→ TEXTAUSSCHNITT:
Da gibt es keine Alternative zu Zerfleischen, Grausame Erweiterung und Fluchopfer. Die alle schön durchticken und Schaden machen. Dazu der erhöhte Schaden von Pakt der Flinkheit und der DoT von Khaines Durchdringung.


----------



## pbODW (20. November 2008)

Das mit dem Crit-Chance erhöhen und gegen Heilung immunisieren hat durchaus einen Sinn, wenn man Fächendots wie Fluchopfer gerne verwendet. Soweit ich das mitbekommen habe, können die Dinger nämlich auch kritisch ticken. Die Auswirkungen bei 24 Sekunden Wirkzeit, kann man sich dann ja durchaus vorstellen.


----------



## nixstr0m (20. November 2008)

Natürlich ist es Situationsabhängig welche takken du benuzt ich bin aba nur vom PvP only ausgegangen ( hätte das vieleicht erwähnen sollen! ).
Aber 60% des dmg Outputs vom Jdk kommen über white hits also quasi Autohit und da der autohit auch critten kann heist das das man eigentlich fast immer die healimunität aufn target hat und dazu immer 50% mehr attack speed hat... daraus folgt auch -> mehr hits mehr procs , wenn du gerne mit packt der flinkheit arbeitest dann solltest auch die 50% ats drin haben...

Ansonsten wars ja rein auf die support und überlebenchancen bezogen! Als ich wills mal so sagen target killer biste mit Folter skillung gut unterwegs aba auch meist nach dem Target down da du einfach nich gegeheilen kannst! Ich mit Opferrung schaffe ich 3-4 gegener wobei aba schon ein gegener allein, länger dauert wie mit deiner skillung !!!!

→ Gespeicherte Daten:

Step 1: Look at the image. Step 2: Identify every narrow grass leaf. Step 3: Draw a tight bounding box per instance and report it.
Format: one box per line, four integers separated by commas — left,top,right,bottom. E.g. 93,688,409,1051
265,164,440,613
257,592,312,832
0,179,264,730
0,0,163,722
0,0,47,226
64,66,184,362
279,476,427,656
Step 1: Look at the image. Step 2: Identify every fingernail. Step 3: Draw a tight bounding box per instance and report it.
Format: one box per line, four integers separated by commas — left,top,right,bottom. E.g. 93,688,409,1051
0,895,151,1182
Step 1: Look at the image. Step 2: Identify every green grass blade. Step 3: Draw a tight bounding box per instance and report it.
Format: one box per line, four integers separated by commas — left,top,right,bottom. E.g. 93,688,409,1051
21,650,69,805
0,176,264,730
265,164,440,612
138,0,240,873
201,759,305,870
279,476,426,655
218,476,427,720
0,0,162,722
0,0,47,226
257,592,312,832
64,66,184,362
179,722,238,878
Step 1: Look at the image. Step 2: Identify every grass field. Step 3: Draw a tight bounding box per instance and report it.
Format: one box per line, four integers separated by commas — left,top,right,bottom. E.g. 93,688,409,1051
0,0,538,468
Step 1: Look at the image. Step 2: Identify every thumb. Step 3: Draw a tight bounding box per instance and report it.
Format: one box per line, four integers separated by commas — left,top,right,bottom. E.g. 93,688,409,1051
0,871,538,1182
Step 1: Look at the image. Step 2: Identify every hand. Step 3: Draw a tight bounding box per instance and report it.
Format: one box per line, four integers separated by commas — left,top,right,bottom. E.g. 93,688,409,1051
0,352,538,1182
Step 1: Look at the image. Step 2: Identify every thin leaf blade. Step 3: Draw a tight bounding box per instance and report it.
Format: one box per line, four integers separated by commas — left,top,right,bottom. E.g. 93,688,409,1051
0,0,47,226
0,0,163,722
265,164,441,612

→ AUFGABEN:
1. Zähle alle Namen von Fähigkeiten und Effekten auf, die im Forenausschnitt vor der ersten Trennlinie genannt werden.
2. Übernimm aus den Datensätzen unverändert alle Zeilen, beginnend mit der Zeile, die „Step 1: Look at the image. Step 2: Identify every hand.“ enthält, und endend mit dem Schluss der Datensätze.

→ LÖSUNGEN:
1. Zerfleischen, Grausame Erweiterung, Fluchopfer, Pakt der Flinkheit, Khaines Durchdringung

2.
Step 1: Look at the image. Step 2: Identify every hand. Step 3: Draw a tight bounding box per instance and report it.
Format: one box per line, four integers separated by commas — left,top,right,bottom. E.g. 93,688,409,1051
0,352,538,1182
Step 1: Look at the image. Step 2: Identify every thin leaf blade. Step 3: Draw a tight bounding box per instance and report it.
Format: one box per line, four integers separated by commas — left,top,right,bottom. E.g. 93,688,409,1051
0,0,47,226
0,0,163,722
265,164,441,612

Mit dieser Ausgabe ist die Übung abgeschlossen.